_Consegna_.
Rispondi brevemente a queste domande sull'estratto che commenta la poesia del passero e del poeta.
(a) A quale stagione viene associata la giovinezza?
(b) Su chi è incentrata la seconda strofa?
(c) Quale altra poesia viene richiamata per struttura e argomentazione?

··· Estratto del testo

L’intera poesia si basa su una similitudine tra il comportamento del passero e il comportamento del poeta. Così come fa il passero solitario, anche Leopardi trascorre solitario la primavera, il periodo che dovrebbe essere il più bello e felice per tutti. C’è però una differenza tra i due: se il passero lo fa per sua natura e vive felicemente la sua condizione, Leopardi si sente incompreso ed estraneo al suo stesso luogo natale, privato della giovinezza. Il passero, quindi, non avrà rimpianti per questo modo di aver vissuto, essendo il suo comportamento tipico della sua natura; il poeta, per contro, sente che una volta arrivato alla vecchiaia avrà un grosso rimpianto da sopportare a causa di tutte le gioie di cui non avrà goduto.
La struttura della poesia è simmetrica: la prima strofa è incentrata sul passero e sulle sue abitudini di vita, la seconda sul poeta, che vive una condizione simile a quella dell’uccello. La terza è dedicata a un confronto tra i due, che mette in contrapposizione la vecchiaia che entrambi vivranno: quella del passero sarà solo la parte finale della vita che il destino gli avrà concesso, quella del poeta sarà costellata di rimpianti e pentimenti per gli anni della giovinezza sprecati.
La lirica è pregna delle più profonde contraddizioni vissute dal poeta e vede una serie di temi cardine della sua poetica contrapposti: vecchiaia e giovinezza, dolore e rifiuto per la vita e amore per l’esistenza, pessimismo e ottimismo, folla e solitudine.
Tutti questi duelli vengono inseriti nella cornice di una riflessione sulla lacerazione tra gioia di vivere e angoscia data dalla riflessione sulla realtà. La vecchiaia è vissuta come una “detestata soglia” e il rimpianto della giovinezza (il “tempo migliore”) è già in agguato, ancor prima che questa sia effettivamente passata. In quanto miglior tempo della vita, inoltre, e come da tradizione, la giovinezza è qui associata alla primavera.
Oltre al rimpianto, Leopardi parla anche della nostalgia che proverà quando il tempo della giovinezza sarà ormai perduto, per una vita ricca di emozioni lasciate andare e non vissute.
Oltre a richiamare, per struttura e argomentazione, A Silvia, la poesia è dunque una sorta di autoritratto di Leopardi e della sua giovinezza; egli non attribuisce la sua infelicità alla società che lo circonda o alla natura, ma è ben consapevole che tutto deriva dalla sua insicurezza e dal suo senso di impotenza, peculiarità che gli impediscono di creare un legame con gli altri e, di conseguenza, godere delle gioie della vita in maniera partecipativa. La giovinezza non è solo vista come un ricordo, ma vissuta, dato l’utilizzo del tempo presente, come se si trattasse di un momento attuale.

······
··· Sezione dati

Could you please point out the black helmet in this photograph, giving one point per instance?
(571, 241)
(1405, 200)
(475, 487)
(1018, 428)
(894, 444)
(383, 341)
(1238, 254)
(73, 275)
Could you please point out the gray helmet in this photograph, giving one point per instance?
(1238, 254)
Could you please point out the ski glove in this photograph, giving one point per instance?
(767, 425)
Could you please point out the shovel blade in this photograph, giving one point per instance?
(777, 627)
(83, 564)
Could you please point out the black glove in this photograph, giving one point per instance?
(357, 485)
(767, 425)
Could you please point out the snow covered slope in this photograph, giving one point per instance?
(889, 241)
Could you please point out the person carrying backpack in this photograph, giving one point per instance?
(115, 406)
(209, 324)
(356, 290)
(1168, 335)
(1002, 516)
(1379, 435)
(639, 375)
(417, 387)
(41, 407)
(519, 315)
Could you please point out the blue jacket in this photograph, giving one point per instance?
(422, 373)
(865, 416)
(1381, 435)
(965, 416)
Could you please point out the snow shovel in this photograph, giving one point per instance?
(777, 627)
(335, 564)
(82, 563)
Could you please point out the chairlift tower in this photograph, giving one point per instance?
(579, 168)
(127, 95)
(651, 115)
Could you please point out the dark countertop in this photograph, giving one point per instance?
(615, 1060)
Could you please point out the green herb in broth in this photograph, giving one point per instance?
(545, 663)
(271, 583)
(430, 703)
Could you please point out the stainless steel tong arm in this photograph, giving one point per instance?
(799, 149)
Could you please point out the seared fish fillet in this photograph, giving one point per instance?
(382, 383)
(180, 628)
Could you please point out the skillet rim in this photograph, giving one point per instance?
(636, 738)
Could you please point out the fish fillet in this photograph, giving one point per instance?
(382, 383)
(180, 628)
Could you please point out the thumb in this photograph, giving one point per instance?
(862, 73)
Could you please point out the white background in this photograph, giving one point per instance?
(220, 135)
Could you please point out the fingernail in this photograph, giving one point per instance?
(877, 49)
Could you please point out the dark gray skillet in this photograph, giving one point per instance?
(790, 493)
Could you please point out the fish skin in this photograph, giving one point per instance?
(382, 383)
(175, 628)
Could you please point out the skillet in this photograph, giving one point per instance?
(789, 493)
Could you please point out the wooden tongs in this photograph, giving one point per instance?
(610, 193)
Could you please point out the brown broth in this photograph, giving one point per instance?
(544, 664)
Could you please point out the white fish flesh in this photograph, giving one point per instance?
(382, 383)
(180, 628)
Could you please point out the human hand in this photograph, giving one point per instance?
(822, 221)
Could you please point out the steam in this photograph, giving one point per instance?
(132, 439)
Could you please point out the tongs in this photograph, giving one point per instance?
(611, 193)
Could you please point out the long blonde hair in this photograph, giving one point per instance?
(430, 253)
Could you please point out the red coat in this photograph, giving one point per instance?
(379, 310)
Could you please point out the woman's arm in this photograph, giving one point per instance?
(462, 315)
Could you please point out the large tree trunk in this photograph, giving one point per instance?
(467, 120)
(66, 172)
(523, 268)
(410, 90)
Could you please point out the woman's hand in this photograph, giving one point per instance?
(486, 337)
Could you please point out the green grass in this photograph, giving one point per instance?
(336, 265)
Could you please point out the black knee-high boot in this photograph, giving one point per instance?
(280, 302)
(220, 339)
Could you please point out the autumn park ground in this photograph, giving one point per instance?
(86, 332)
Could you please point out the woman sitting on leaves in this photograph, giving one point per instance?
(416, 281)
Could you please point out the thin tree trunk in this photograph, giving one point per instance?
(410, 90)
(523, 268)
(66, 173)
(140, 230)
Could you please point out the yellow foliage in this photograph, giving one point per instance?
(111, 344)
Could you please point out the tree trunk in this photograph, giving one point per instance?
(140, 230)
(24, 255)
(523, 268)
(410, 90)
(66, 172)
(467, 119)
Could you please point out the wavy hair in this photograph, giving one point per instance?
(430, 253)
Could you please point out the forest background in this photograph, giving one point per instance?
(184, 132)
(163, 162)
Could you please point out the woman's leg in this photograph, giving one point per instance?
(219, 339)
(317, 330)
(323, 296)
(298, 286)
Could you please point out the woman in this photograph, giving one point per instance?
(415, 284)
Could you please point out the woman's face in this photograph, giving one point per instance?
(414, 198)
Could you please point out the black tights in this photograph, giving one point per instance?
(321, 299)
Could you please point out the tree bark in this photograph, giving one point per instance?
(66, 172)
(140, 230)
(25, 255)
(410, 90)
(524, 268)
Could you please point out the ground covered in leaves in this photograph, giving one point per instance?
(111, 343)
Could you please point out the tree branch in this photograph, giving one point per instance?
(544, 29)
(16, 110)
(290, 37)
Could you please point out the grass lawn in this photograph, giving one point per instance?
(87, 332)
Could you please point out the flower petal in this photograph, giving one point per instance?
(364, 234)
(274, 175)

······
··· Sezione dati

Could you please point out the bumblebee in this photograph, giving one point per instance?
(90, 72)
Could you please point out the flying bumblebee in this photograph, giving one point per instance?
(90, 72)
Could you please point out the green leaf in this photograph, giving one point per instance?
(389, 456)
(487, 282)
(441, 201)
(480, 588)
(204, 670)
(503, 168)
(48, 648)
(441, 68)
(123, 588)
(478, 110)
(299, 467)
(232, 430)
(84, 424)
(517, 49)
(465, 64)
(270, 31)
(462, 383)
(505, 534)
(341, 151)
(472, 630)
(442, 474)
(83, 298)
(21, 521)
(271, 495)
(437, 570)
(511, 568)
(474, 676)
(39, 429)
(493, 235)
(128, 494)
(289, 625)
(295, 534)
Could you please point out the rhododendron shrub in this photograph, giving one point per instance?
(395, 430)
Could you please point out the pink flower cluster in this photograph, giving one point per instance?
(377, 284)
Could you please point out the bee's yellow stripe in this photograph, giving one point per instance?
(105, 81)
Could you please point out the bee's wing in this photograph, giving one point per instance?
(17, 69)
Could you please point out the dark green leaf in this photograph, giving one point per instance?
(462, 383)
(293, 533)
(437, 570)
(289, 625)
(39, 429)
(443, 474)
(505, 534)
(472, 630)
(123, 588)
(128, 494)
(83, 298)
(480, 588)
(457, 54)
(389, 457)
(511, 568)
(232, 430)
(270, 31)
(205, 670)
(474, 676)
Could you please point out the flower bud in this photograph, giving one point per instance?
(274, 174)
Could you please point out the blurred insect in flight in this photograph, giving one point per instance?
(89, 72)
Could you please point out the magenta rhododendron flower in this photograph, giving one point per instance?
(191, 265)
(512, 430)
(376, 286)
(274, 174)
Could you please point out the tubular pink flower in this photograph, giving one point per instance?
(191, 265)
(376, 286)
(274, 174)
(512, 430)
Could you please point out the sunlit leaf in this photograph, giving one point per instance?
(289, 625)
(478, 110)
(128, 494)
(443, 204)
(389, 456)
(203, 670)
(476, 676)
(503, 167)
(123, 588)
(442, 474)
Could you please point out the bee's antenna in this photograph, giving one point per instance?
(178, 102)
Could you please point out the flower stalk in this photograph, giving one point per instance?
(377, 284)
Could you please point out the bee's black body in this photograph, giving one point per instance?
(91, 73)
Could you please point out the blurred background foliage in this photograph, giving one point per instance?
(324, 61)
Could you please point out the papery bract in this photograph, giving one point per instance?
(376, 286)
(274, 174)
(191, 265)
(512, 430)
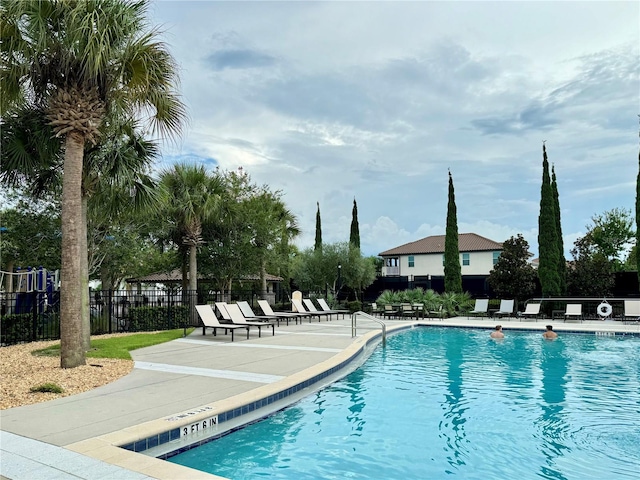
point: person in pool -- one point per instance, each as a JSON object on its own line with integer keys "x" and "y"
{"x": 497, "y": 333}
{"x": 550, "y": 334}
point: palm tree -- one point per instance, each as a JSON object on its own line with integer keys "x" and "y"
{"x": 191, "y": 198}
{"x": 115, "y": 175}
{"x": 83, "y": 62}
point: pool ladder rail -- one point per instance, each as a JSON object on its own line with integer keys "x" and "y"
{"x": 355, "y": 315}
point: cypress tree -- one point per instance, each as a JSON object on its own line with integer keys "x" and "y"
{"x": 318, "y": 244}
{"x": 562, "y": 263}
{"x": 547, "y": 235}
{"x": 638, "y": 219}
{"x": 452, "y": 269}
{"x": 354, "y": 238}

······

_Soluzione_.
(a) Alla primavera.
(b) Sul poeta.
(c) A Silvia.